Copy the post on mathematical proof from "There's an interesting" to "are an improvement.)", putting "debate" in place of "dispute".

_Document passage_:
— Start —

Are mathematical proofs incomparable with proofs in other disciplines?

[Vaughan Pratt <pratt@cs.stanford.edu>]

There's an interesting dispute just started on Wikipedia concerning
whether it is reasonable to see some commonality of meaning between the
concept of proof in mathematics and in other areas such as rhetoric,
law, philosophy, religion, science, etc.  The dispute is at one or both of

http://en.wikipedia.org/wiki/Talk:Proof_(informal)#Disambig_page

(Editors keep changing the name of the article, which was Proof (truth)
when I wrote it and others have replaced "truth" first by "logic" and
then by "informal", neither of which are an improvement.)

The origin of the article in dispute is as follows. Some months ago I
went to Wikipedia to look up what it considered to be a proof and found
only a dab (disambiguation) page listing ten articles that seemed to
about proof as applied to propositions and about as many more to do with
testing and quality control as in galley proof, proof spirit, etc.

It seemed to me that the former kind were not so much different meanings
of the notion of proof as the same meaning arising in different areas
all depending on that meaning.  So, still some months ago, I wrote an
article on that common notion which began

    "A proof is sufficient evidence for the truth of a proposition,"

— End —

_Entries_:
— Start —

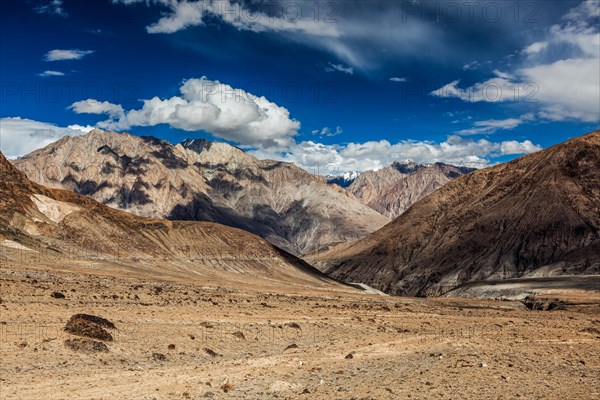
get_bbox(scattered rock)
[65,339,108,353]
[579,326,600,335]
[204,347,219,357]
[221,376,233,393]
[71,314,117,329]
[233,331,246,340]
[64,314,114,342]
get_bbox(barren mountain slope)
[325,132,600,295]
[348,162,474,219]
[15,130,389,253]
[0,154,335,286]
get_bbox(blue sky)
[0,0,600,172]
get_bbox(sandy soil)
[0,263,600,400]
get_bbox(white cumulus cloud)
[38,71,65,78]
[70,77,300,147]
[0,117,87,158]
[249,136,541,174]
[44,49,94,61]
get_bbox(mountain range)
[14,130,389,254]
[322,131,600,296]
[347,161,475,219]
[0,148,340,287]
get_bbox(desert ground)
[0,253,600,400]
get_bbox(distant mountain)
[14,130,389,254]
[325,171,360,189]
[347,160,474,219]
[0,153,337,287]
[323,131,600,296]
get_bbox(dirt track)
[0,264,600,400]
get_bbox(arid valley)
[0,0,600,400]
[0,255,600,399]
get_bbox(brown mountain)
[0,153,339,287]
[14,130,389,254]
[347,162,475,219]
[326,132,600,296]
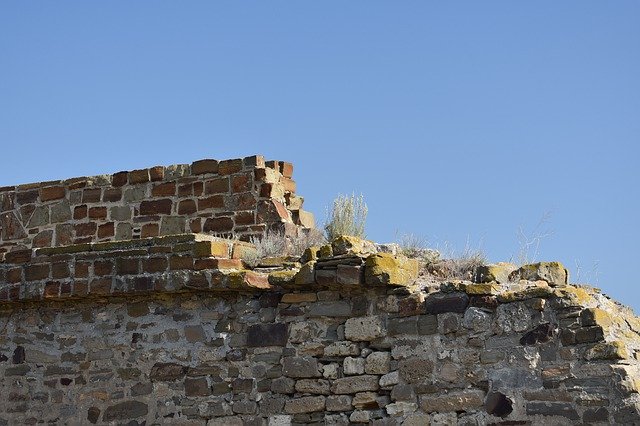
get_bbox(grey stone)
[282,356,321,378]
[102,401,149,422]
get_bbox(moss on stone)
[364,253,419,286]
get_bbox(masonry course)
[0,157,640,426]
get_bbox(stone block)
[247,323,288,348]
[364,253,418,286]
[331,375,380,395]
[509,262,569,286]
[284,396,325,414]
[282,356,321,378]
[344,316,386,341]
[420,389,484,413]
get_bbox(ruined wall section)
[0,156,314,260]
[0,235,640,426]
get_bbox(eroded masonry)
[0,156,640,425]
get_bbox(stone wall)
[0,235,640,425]
[0,157,640,426]
[0,156,314,259]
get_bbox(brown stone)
[98,222,115,238]
[198,195,224,210]
[203,217,233,232]
[74,222,98,237]
[82,188,102,203]
[111,172,129,186]
[129,169,149,185]
[218,158,242,175]
[24,264,49,281]
[73,204,88,220]
[89,207,107,219]
[140,198,173,216]
[178,200,198,214]
[40,186,65,201]
[184,377,211,396]
[204,177,229,194]
[191,159,218,175]
[151,182,176,197]
[247,323,287,348]
[102,188,122,203]
[149,362,187,382]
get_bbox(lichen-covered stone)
[509,262,569,286]
[331,235,377,257]
[364,253,418,286]
[473,262,518,284]
[344,316,385,341]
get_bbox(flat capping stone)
[35,234,230,256]
[0,154,282,192]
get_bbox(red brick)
[194,258,242,270]
[191,159,218,175]
[75,222,98,237]
[16,189,38,206]
[140,223,160,238]
[140,198,173,216]
[111,172,129,187]
[193,182,204,197]
[280,177,296,192]
[189,217,202,234]
[218,158,242,175]
[43,281,60,299]
[4,250,31,263]
[73,280,89,296]
[204,177,229,194]
[129,169,149,185]
[24,264,49,281]
[60,281,72,297]
[151,182,176,197]
[98,222,115,238]
[32,230,53,247]
[129,277,154,291]
[169,256,193,270]
[51,262,70,279]
[198,195,224,210]
[149,166,164,182]
[178,200,198,214]
[89,207,107,219]
[203,217,233,232]
[231,173,253,192]
[229,192,257,210]
[116,257,140,275]
[102,188,122,203]
[74,262,90,278]
[89,278,111,295]
[178,183,193,197]
[40,186,65,201]
[56,223,74,246]
[235,211,256,225]
[93,260,113,277]
[142,257,168,274]
[73,204,89,220]
[7,268,22,283]
[82,188,102,203]
[280,161,293,178]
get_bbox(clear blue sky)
[0,1,640,312]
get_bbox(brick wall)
[0,156,314,258]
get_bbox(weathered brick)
[40,186,65,201]
[204,177,230,194]
[191,159,218,175]
[140,198,173,216]
[89,207,107,219]
[151,182,176,197]
[198,195,224,210]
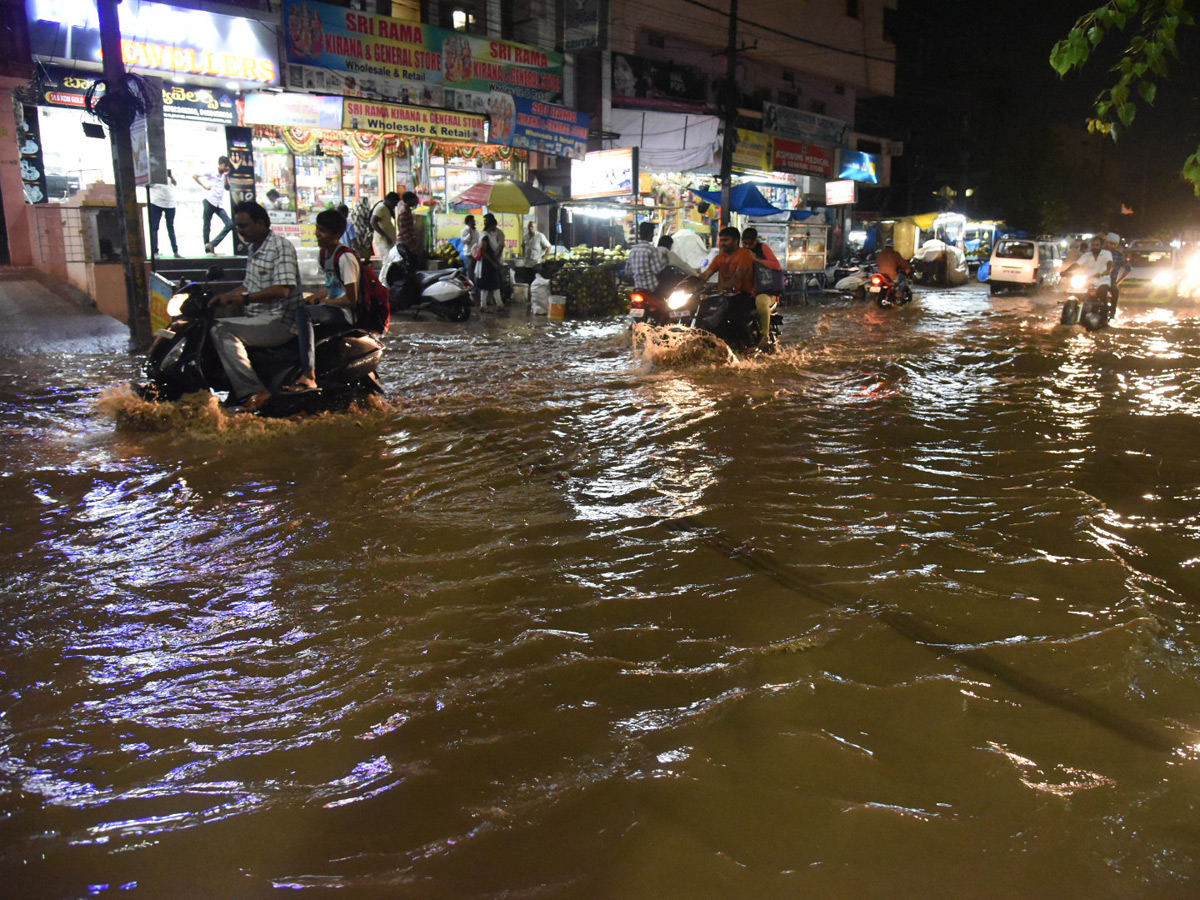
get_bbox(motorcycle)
[133,266,384,416]
[629,278,784,353]
[379,244,472,322]
[866,272,912,306]
[1062,274,1112,331]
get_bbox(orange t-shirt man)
[700,228,754,294]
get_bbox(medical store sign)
[342,97,486,144]
[25,0,280,84]
[282,0,563,107]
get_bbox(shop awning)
[604,109,720,172]
[692,184,787,216]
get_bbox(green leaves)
[1050,0,1200,180]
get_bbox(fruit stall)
[542,244,629,319]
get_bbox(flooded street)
[0,284,1200,900]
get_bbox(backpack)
[332,246,391,335]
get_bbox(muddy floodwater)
[0,284,1200,900]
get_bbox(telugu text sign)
[772,138,833,178]
[342,97,485,143]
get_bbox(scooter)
[866,272,912,307]
[629,278,784,353]
[1062,272,1112,331]
[379,244,472,322]
[133,266,384,418]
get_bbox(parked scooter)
[1062,272,1114,331]
[866,272,912,307]
[379,244,472,322]
[629,278,784,353]
[133,266,384,416]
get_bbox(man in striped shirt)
[210,202,304,412]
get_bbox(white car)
[988,238,1062,294]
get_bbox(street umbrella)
[451,179,554,216]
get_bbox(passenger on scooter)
[625,222,667,293]
[209,200,304,412]
[875,238,912,282]
[1062,234,1112,306]
[742,228,784,347]
[280,209,359,394]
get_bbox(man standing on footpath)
[150,169,179,259]
[625,222,667,293]
[371,191,400,259]
[192,156,233,253]
[209,202,304,413]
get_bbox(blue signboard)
[499,95,590,160]
[838,150,880,185]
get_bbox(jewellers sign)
[25,0,280,84]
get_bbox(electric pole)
[721,0,738,228]
[96,0,150,348]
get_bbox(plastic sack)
[529,275,550,316]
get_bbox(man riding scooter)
[209,200,304,413]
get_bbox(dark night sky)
[859,0,1200,230]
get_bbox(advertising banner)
[342,97,485,143]
[733,128,773,172]
[37,66,238,125]
[762,103,850,146]
[244,92,342,131]
[571,148,637,199]
[772,138,833,178]
[25,0,280,84]
[504,97,592,160]
[283,0,563,106]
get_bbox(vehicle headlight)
[667,290,691,310]
[167,293,192,319]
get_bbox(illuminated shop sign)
[25,0,280,84]
[342,97,486,144]
[283,0,563,113]
[245,92,342,131]
[571,148,637,200]
[826,181,857,206]
[838,150,880,185]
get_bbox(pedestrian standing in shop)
[150,169,180,259]
[479,212,506,312]
[371,191,400,259]
[192,156,233,253]
[396,191,425,262]
[460,216,479,281]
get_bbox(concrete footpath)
[0,266,130,356]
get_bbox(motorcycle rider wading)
[700,226,766,337]
[742,228,782,347]
[209,200,304,412]
[1062,235,1115,314]
[281,209,359,394]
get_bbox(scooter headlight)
[167,293,192,319]
[667,290,691,310]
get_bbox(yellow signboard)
[342,97,486,143]
[733,128,774,172]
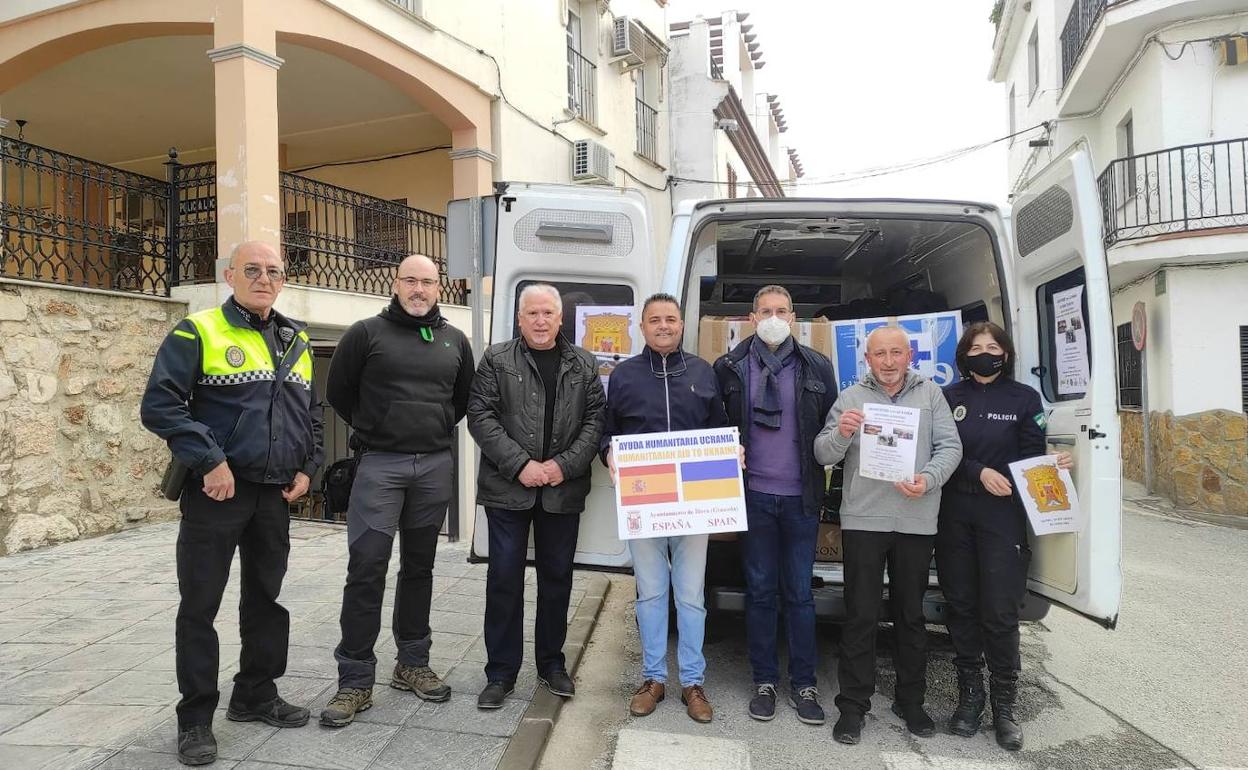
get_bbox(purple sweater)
[745,353,801,497]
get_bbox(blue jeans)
[628,534,706,688]
[741,489,819,693]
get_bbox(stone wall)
[0,280,186,554]
[1122,409,1248,515]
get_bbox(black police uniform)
[936,374,1045,684]
[140,297,323,730]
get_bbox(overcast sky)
[668,0,1007,205]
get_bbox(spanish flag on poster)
[619,463,680,505]
[680,457,741,500]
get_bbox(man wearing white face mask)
[715,285,836,725]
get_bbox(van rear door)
[1011,146,1122,628]
[472,183,655,568]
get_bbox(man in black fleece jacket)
[321,255,474,728]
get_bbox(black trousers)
[836,529,936,714]
[485,503,580,681]
[936,489,1031,680]
[175,477,291,729]
[333,524,442,689]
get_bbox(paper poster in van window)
[832,311,962,391]
[1053,286,1088,396]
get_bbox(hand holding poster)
[1010,454,1083,535]
[612,428,746,540]
[859,403,921,482]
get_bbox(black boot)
[948,668,983,738]
[991,674,1022,751]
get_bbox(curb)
[497,574,612,770]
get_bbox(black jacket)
[139,300,323,485]
[599,346,728,463]
[326,300,473,454]
[468,337,605,513]
[945,377,1046,494]
[715,336,836,515]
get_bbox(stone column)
[208,0,282,275]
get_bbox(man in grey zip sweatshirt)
[815,326,962,744]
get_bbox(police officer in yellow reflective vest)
[140,242,323,765]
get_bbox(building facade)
[0,0,670,553]
[669,11,802,208]
[990,0,1248,514]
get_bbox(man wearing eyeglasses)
[140,241,322,765]
[321,255,474,728]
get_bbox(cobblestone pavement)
[0,523,588,770]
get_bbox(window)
[1116,322,1144,411]
[1036,267,1094,402]
[1027,24,1040,104]
[568,9,598,124]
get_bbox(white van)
[448,150,1122,628]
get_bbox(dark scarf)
[750,334,795,431]
[381,296,447,342]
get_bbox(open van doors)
[472,183,656,568]
[1011,145,1122,628]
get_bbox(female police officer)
[936,321,1071,751]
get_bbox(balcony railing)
[636,99,659,163]
[568,45,598,125]
[1062,0,1113,86]
[0,137,170,296]
[1097,139,1248,246]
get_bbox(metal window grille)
[1117,323,1144,411]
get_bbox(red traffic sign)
[1131,302,1148,351]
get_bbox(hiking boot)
[321,688,373,728]
[948,669,985,738]
[988,674,1022,751]
[680,684,715,724]
[477,681,515,709]
[832,711,864,746]
[750,683,776,721]
[226,696,310,728]
[789,686,825,725]
[628,679,665,716]
[391,663,451,703]
[892,703,936,738]
[538,669,577,698]
[177,725,217,766]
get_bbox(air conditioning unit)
[612,16,646,66]
[572,139,615,185]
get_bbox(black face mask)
[966,353,1006,377]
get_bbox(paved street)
[0,523,588,770]
[542,499,1248,770]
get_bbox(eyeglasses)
[242,265,286,283]
[398,277,438,288]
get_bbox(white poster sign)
[612,428,746,540]
[859,403,921,482]
[1010,454,1083,535]
[1053,286,1088,396]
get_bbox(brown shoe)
[680,684,715,724]
[628,679,664,716]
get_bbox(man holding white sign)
[602,295,740,723]
[815,326,962,744]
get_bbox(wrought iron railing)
[1097,139,1248,245]
[281,172,467,305]
[636,99,659,163]
[568,45,598,125]
[1062,0,1113,86]
[0,137,170,296]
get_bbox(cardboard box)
[698,316,832,363]
[815,522,845,562]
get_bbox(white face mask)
[754,316,790,346]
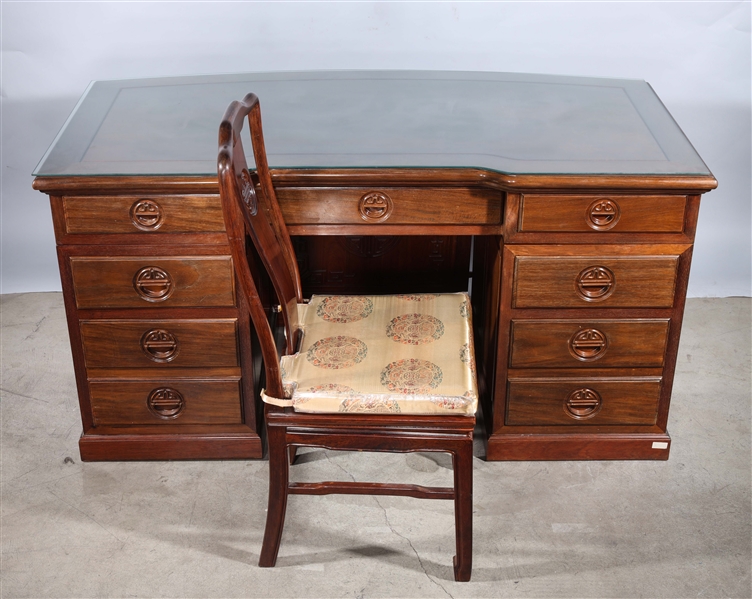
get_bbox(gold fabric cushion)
[282,293,478,416]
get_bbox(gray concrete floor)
[0,293,752,598]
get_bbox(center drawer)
[276,187,502,225]
[81,319,239,368]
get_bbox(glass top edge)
[32,165,714,179]
[84,69,647,88]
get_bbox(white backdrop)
[0,1,752,297]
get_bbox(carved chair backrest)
[217,94,303,397]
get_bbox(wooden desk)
[34,72,716,460]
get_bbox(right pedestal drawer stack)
[486,192,699,460]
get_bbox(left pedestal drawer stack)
[35,185,262,460]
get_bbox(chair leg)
[452,441,473,582]
[259,426,289,568]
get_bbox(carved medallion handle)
[575,266,616,302]
[358,191,394,223]
[564,387,603,420]
[130,200,164,231]
[146,387,185,420]
[141,329,180,363]
[586,198,621,231]
[133,266,175,302]
[569,329,608,362]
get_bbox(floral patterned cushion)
[273,293,478,415]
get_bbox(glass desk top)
[34,71,710,176]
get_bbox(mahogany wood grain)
[217,94,475,581]
[506,377,661,426]
[509,319,669,368]
[519,194,687,232]
[89,377,242,427]
[486,432,671,461]
[63,194,225,234]
[78,434,263,462]
[81,319,239,368]
[293,235,472,295]
[277,187,502,227]
[70,256,235,309]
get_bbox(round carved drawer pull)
[569,329,608,362]
[141,329,179,362]
[239,168,258,216]
[575,266,616,302]
[564,387,603,420]
[146,387,185,420]
[131,200,164,231]
[358,191,394,223]
[133,266,175,302]
[587,198,621,231]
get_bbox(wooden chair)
[218,94,477,581]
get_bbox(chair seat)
[281,293,478,416]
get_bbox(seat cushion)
[282,293,478,416]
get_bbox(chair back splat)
[217,94,478,581]
[217,94,303,397]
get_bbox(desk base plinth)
[78,433,264,462]
[486,433,671,461]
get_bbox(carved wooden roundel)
[586,198,621,231]
[146,387,185,420]
[141,329,180,362]
[358,191,394,223]
[575,266,616,302]
[131,200,164,231]
[133,266,175,302]
[569,329,608,362]
[564,387,603,420]
[240,168,258,216]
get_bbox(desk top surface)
[34,71,710,176]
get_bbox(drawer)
[513,255,679,308]
[81,320,239,368]
[277,187,502,225]
[63,196,225,234]
[506,378,661,426]
[89,379,242,426]
[509,319,669,368]
[70,256,235,308]
[519,194,687,233]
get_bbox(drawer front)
[519,194,687,233]
[63,196,225,234]
[70,256,235,309]
[506,378,661,426]
[513,256,678,308]
[89,379,242,426]
[81,320,239,368]
[510,320,669,368]
[277,187,502,225]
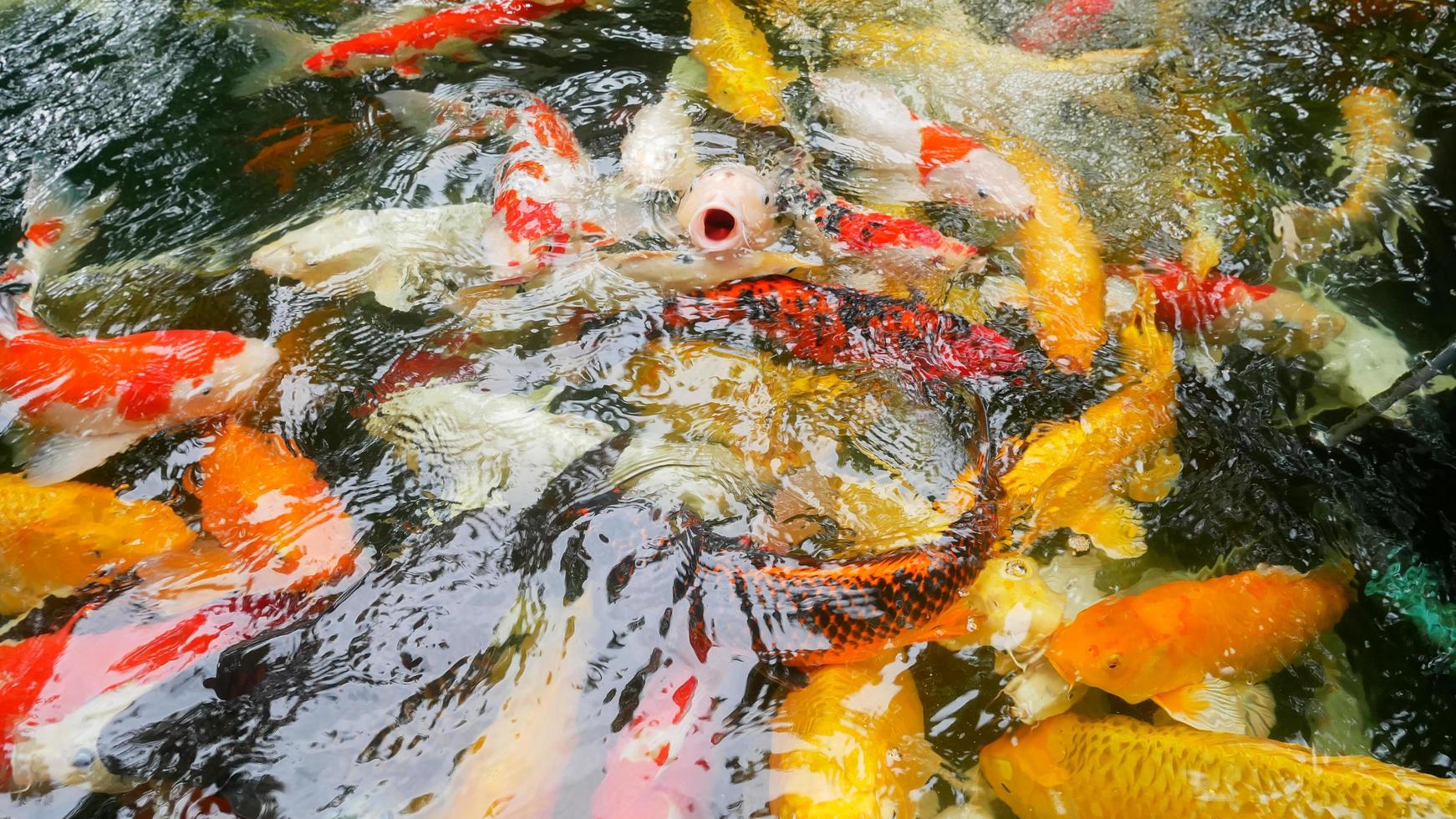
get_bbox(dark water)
[0,0,1456,817]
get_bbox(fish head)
[677,165,779,253]
[173,339,278,418]
[971,554,1066,656]
[1046,598,1171,703]
[924,147,1036,221]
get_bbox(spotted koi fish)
[685,505,997,666]
[663,275,1025,381]
[0,172,278,485]
[303,0,585,79]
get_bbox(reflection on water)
[0,0,1456,819]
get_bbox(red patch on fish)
[1012,0,1114,51]
[916,122,985,182]
[303,0,585,76]
[0,330,245,420]
[663,277,1025,379]
[1144,261,1274,330]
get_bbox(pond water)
[0,0,1456,819]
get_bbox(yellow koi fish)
[769,652,939,819]
[942,283,1183,557]
[1006,145,1107,373]
[981,713,1456,819]
[1274,86,1430,275]
[1046,566,1352,733]
[0,474,196,617]
[687,0,799,125]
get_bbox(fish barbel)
[981,713,1456,819]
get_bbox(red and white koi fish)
[236,0,587,94]
[486,98,606,283]
[1114,259,1346,355]
[0,175,278,485]
[677,163,779,253]
[814,71,1036,220]
[591,660,732,819]
[779,175,981,298]
[1012,0,1115,51]
[0,595,318,791]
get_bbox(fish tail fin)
[233,18,318,96]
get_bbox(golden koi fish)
[1046,566,1352,727]
[1006,145,1107,373]
[0,474,196,617]
[687,0,799,125]
[942,283,1183,557]
[769,652,939,819]
[981,713,1456,819]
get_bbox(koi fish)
[165,419,355,595]
[416,595,595,819]
[0,174,278,485]
[622,87,703,192]
[249,202,507,310]
[687,0,799,125]
[942,283,1183,557]
[1012,0,1115,51]
[685,494,996,666]
[814,70,1036,220]
[981,713,1456,819]
[243,116,369,194]
[1273,86,1431,272]
[0,595,318,793]
[485,98,603,283]
[677,165,779,255]
[769,652,939,819]
[663,277,1024,379]
[781,176,983,298]
[0,474,196,617]
[234,0,585,94]
[1046,566,1354,733]
[1006,145,1107,373]
[1144,261,1346,355]
[591,660,731,819]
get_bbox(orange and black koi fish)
[663,275,1025,379]
[679,505,996,666]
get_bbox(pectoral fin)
[1153,679,1274,738]
[1057,495,1148,558]
[25,432,147,486]
[1127,444,1183,503]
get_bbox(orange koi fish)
[814,70,1036,220]
[942,283,1183,557]
[779,176,980,297]
[0,474,196,617]
[1129,261,1346,355]
[1046,566,1354,730]
[159,419,354,595]
[0,595,318,791]
[981,713,1456,819]
[0,173,278,483]
[303,0,585,79]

— End —

_Response to this task_:
There's an interesting debate just started on Wikipedia concerning
whether it is reasonable to see some commonality of meaning between the
concept of proof in mathematics and in other areas such as rhetoric,
law, philosophy, religion, science, etc.  The debate is at one or both of

http://en.wikipedia.org/wiki/Talk:Proof_(informal)#Disambig_page

(Editors keep changing the name of the article, which was Proof (truth)
when I wrote it and others have replaced "truth" first by "logic" and
then by "informal", neither of which are an improvement.)